== 文書抜粋 ==
━━━━━━━━━━━━━━━━

セレナーデってドイツ語なんですね。初めて知りました。「セレナーデ」という曲を端的に言い表すならば、甘美で完美、という表現に尽きる。コトバンク先生によると、セレナーデの意味は、「夜、恋人の窓辺などで歌い、または奏でられた愛の歌」のことであり、日本語だと「小夜曲」と表記する*1。奥ゆかしさが表れていて粋な表現である。

有名どころだとモーツァルトの「アイネ・クライネ・ナハトムジーク」がセレナーデらしい*2。「セレナーデ」と一口に言っても、そこで繰り広げられる愛は楽曲の数だけ存在するのだろう。THE BACK HORNの「セレナーデ」で息衝いている愛なるものの輪郭をなぞることはできるだろうか。

「セレナーデ」の開始と同時に、歪で軋むような音が一面を劈く。刺々しい音に象られた愛の歌は、凄まじい表現欲に覆われているようにも思える。この歌には不思議な引力が宿っているから、聴く者は電灯に近づく羽虫よろしく一心に吸い寄せられてしまう。

━━━━━━━━━━━━━━━━

== 提供データ ==
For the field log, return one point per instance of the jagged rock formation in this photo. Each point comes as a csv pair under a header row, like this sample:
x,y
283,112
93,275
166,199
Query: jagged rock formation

━━━━━━━━━━━━━━━━

== 解くべき問題 ==
**A)** セレナーデについての文章のうち、「セレナーデってドイツ語なんで」から始まり「一心に吸い寄せられてしまう。」で終わる部分を一字一句違えずに書き写しなさい。
**B)** セレナーデについての文章によれば、セレナーデは日本語でどのように表記されるか。
**C)** セレナーデについての文章を、最後の文に続けて書き進めなさい。

== 期待される出力 ==
**A)**
セレナーデってドイツ語なんですね。初めて知りました。「セレナーデ」という曲を端的に言い表すならば、甘美で完美、という表現に尽きる。コトバンク先生によると、セレナーデの意味は、「夜、恋人の窓辺などで歌い、または奏でられた愛の歌」のことであり、日本語だと「小夜曲」と表記する*1。奥ゆかしさが表れていて粋な表現である。

有名どころだとモーツァルトの「アイネ・クライネ・ナハトムジーク」がセレナーデらしい*2。「セレナーデ」と一口に言っても、そこで繰り広げられる愛は楽曲の数だけ存在するのだろう。THE BACK HORNの「セレナーデ」で息衝いている愛なるものの輪郭をなぞることはできるだろうか。

「セレナーデ」の開始と同時に、歪で軋むような音が一面を劈く。刺々しい音に象られた愛の歌は、凄まじい表現欲に覆われているようにも思える。この歌には不思議な引力が宿っているから、聴く者は電灯に近づく羽虫よろしく一心に吸い寄せられてしまう。

**B)** 「小夜曲」と表記される。

**C)**
白鳥になれなかったバレリーナ
籠の中ヒステリックに踊る夜
白い胸は満月の様黒いバイオリンで
引き裂きたい
THE BACK HORN「セレナーデ」、2001年

情動的に紡ぎ出される旋律に心は奪われ、響き渡る音のなかにずぶずぶと没入していく。まるで絵画に描き出されたような情景が、巧妙な言い回しとともに書き表されている。白と黒との超絶コントラストは目がチカチカするような勢いを孕み、ひどく感傷を誘う。

ことあるごとに申しているが、THE BACK HORNのすごいところは、表現の幅広さでもある。「セレナーデ」のように艶っぽい歌、「花びら」のようにとても穏やかでやさしい歌、「刃」のように圧倒的な光を放つ雄々しい歌、これだけに留まらないけれど、彼らが織り成す楽曲は、これでもかと言うくらいに縦横無尽に広がる表現の幅をたたえている。それにもかかわらず、彼らの曲はどれもTHE BACK HORNから生み出された命であることをひしひしと感じさせもするのだ。収斂するところはTHE BACK HORNで、THE BACK HORNという概念が全曲の根幹をなしている。

たしかに同じアーティストなのだから、全曲の中核を担っているのは当然のことかもしれない。けれどもここで言いたいのは、どんな曲を耳にしてもTHE BACK HORNだと判る安心感に、知らぬ間に大きく支えられているにちがいない、ということだ。言うなれば、帰る場所を、言い換えれば自身の拠り所を、再確認する営みとでも言えるだろうか。「やっぱり、THE BACK HORNだ」と思えることは、何よりも幸せな実感なのかもしれない。

さて、また話が脱線してしまった。「セレナーデ」にもう一度照準を合わせよう。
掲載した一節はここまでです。